Source document
════

The computer program also captured all keystrokes made during the completion of each task. Errors included accessing the wrong function or the wrong patient, typing in the wrong command, making typographic errors, and backtracking. The number of errors were summed per task and averaged across the ten trials in each block of requested tasks. The grand mean across the four blocks of trials was also calculated.
Besides summed errors, task accuracy was assessed. An entire task was counted as incorrect if it contained any errors. The total number of incorrect tasks was summed per block and averaged. The grand mean of incorrect tasks was calculated for the 40 tasks per display.
Each participant's satisfaction was measured by use of the QUIS, or Questionnaire for User Interaction Satisfaction (short form).29 Construct validity for the questionnaire was assessed by comparing a) software that was liked and disliked and b) a command-line versus menu-driven application. Total scores for the QUIS were significantly different for the liked and menu-driven applications. Inter-rater reliability using Cronbach's alpha was 0.94.30
Nurse-Computer Interaction Results
As shown in Table 1 and Figure 4, mean performance response times across requested tasks began at a high level in the first block of tasks for the text-based interface (73.77 sec) and dropped gradually by the fourth block of tasks (49.71 sec) as users became more proficient in the use of the system. The mean response time for the prototype GUI began at a much lower level (36.46 sec) and decreased progressively as the trials were completed (29.49 sec). By the last block of trials, nurses were still twice as fast using the GUI as using the text-based interface. Descriptive statistics for main variables of response time and errors are listed in Table 1.
The response-time data distribution here reflects a typical pattern in response-time studies (Figure 4) where skewness is expected. The response-time data distribution was positively skewed but at a low value (0.878). Stevens31 indicated that significant skewness has only a slight effect, of a few hundredths, on the overall level of significance. Kurtosis, on the other hand, would be a more difficult issue.

════

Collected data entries
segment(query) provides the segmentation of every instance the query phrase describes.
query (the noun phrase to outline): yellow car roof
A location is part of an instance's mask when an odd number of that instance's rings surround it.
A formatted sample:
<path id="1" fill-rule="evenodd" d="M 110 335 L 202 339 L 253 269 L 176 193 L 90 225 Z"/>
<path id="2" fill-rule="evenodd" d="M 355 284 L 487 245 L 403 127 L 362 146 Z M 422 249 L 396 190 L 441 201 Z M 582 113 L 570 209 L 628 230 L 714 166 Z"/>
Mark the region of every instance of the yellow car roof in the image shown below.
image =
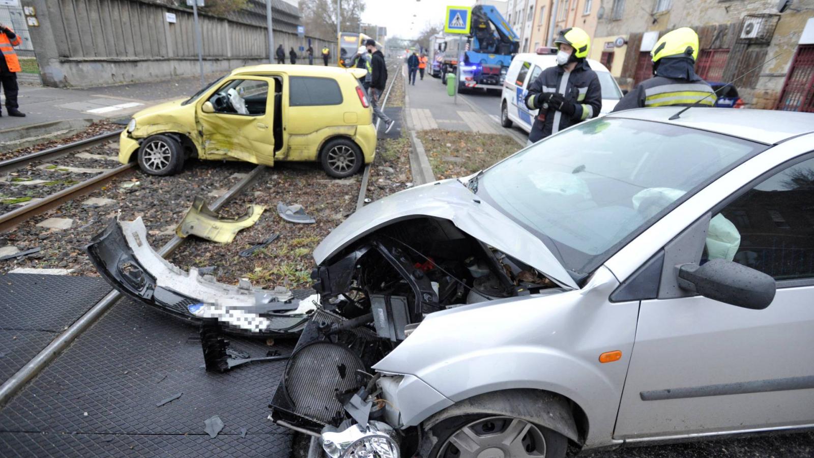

════

Study questions
a. Reproduce the passage on the nurse-computer interface study word for word, between "Besides summed errors, task" and "tasks per display.", inclusive.
b. Continue the passage on the nurse-computer interface study from its last sentence.
You can ignore the rows.

Answers for this exercise
a.
Besides summed errors, task accuracy was assessed. An entire task was counted as incorrect if it contained any errors. The total number of incorrect tasks was summed per block and averaged. The grand mean of incorrect tasks was calculated for the 40 tasks per display.

b.
Several methods are available to deal with significantly skewed data and outliers,32 including data transformation, medians ANOVA analysis, and the use of cutoff response times. Ratcliff32 compared these methods using simulations and found that none affected the alpha level, but the inverse transformation had higher power than the other methods. Researchers studying human-computer interaction typically do not transform data as is common in other arenas. They perform ANOVA using medians rather than means. The investigators chose not to report median testing for several reasons. First, the skewness of the data distribution was minor and was probably related to the large sample size for the study design. Second, power was not an issue in this study. Third, in five of the ten tasks in each block, the means and medians were equal (for the two activate, two modify, and one discontinue tasks). To ensure that the effect of the remaining five tasks did not influence the response-time results, the investigators ran repeated-measures ANOVA using both response-time means and medians. The prototype GUI was faster than the text-based interface on means ANOVA testing (F(1,97) = 407.49, P < 0.0001). Using medians ANOVA testing, the same comparison was F(1,97) = 403.00, P < 0.0001. The results were essentially the same using either analysis. Last, because the use of medians ANOVA testing is unusual outside human-computer interaction circles, it may be as controversial as is transformation of data within those circles. For these reasons, the means ANOVA analysis is reported here.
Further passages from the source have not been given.